■ GIVEN EXERCISE: Count the lines in the items below that contain the string "rope", matching case exactly, and reply with the number alone.

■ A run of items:
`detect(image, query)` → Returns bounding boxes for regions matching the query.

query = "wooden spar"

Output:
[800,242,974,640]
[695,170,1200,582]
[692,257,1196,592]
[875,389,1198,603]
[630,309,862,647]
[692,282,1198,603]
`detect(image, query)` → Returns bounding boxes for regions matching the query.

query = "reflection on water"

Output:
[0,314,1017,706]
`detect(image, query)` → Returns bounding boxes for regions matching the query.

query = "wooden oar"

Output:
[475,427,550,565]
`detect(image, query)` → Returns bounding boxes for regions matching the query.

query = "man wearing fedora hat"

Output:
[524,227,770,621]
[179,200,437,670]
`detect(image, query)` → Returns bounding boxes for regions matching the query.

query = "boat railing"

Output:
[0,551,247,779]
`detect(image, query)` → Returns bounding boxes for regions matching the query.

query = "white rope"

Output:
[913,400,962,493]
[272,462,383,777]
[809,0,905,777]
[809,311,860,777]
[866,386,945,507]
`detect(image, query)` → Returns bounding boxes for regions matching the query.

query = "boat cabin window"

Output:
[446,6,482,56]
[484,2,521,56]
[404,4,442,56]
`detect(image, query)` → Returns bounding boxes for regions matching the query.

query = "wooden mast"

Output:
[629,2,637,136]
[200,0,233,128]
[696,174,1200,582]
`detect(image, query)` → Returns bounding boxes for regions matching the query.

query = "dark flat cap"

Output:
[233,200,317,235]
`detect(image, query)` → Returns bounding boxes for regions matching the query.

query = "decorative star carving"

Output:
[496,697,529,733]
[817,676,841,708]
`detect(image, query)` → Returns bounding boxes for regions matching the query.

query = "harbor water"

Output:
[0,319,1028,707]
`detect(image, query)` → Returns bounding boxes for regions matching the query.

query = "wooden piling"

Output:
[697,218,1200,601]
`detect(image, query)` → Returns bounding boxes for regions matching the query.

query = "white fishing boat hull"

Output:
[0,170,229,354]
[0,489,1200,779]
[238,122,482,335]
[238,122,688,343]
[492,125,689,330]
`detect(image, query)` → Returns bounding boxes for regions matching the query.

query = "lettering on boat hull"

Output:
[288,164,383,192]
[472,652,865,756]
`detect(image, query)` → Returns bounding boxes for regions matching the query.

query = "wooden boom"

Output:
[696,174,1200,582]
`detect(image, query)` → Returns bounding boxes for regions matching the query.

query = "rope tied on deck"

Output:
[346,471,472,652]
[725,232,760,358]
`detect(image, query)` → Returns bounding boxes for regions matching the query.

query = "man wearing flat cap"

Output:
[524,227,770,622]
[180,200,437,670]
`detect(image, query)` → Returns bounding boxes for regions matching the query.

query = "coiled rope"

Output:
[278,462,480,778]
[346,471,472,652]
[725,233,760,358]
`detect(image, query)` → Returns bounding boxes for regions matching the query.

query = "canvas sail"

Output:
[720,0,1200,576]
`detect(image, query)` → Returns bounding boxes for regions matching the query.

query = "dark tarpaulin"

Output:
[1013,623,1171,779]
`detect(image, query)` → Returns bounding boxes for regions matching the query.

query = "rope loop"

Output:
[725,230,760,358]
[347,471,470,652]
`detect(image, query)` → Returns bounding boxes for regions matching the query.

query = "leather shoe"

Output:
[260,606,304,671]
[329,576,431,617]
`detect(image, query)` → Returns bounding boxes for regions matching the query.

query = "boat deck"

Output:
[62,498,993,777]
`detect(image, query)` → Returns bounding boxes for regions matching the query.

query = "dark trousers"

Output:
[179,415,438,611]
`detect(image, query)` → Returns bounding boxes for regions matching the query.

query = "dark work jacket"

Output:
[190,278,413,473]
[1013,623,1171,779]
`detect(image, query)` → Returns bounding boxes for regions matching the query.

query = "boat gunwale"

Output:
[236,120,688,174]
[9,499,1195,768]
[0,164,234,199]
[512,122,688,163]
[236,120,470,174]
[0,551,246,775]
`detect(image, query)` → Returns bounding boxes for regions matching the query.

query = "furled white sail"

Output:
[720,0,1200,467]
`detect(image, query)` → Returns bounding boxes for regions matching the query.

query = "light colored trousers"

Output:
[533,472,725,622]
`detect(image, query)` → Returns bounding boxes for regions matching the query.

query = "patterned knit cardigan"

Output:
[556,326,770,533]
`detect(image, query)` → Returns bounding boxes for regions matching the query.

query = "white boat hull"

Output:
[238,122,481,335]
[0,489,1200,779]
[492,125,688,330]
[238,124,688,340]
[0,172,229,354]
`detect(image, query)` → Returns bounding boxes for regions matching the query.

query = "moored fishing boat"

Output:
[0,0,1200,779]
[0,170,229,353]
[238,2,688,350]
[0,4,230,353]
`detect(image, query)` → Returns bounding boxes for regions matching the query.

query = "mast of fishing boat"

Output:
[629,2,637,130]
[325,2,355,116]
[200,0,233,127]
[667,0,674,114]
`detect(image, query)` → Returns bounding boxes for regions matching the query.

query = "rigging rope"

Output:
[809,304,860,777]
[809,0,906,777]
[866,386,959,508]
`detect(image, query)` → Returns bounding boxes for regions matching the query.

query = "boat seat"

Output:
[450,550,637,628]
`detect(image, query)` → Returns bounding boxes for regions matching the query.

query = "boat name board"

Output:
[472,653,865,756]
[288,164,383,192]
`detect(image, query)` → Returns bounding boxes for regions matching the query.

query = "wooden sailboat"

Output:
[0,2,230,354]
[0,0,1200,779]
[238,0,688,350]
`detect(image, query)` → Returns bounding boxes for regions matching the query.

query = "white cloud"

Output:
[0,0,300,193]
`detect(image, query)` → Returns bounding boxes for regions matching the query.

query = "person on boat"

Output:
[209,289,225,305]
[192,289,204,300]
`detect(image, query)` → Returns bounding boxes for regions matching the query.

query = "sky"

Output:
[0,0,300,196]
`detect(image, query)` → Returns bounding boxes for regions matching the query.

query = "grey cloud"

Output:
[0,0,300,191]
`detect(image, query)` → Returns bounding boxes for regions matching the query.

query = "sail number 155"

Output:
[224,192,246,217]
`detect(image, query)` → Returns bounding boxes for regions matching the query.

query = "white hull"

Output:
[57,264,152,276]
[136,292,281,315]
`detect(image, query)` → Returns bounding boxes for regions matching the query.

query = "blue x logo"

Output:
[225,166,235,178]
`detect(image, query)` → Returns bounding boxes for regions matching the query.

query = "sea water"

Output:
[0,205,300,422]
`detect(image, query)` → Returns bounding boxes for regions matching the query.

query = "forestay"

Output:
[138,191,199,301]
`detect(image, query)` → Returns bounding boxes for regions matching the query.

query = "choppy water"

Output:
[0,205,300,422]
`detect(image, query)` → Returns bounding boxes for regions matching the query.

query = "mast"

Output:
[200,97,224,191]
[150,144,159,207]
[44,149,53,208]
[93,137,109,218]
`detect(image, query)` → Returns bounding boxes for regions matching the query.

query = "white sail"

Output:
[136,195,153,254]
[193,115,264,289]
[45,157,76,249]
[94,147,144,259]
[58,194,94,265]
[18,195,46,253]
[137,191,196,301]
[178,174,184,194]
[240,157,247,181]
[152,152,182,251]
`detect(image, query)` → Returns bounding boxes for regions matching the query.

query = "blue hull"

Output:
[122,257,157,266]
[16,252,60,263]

■ TASK OUTPUT: 5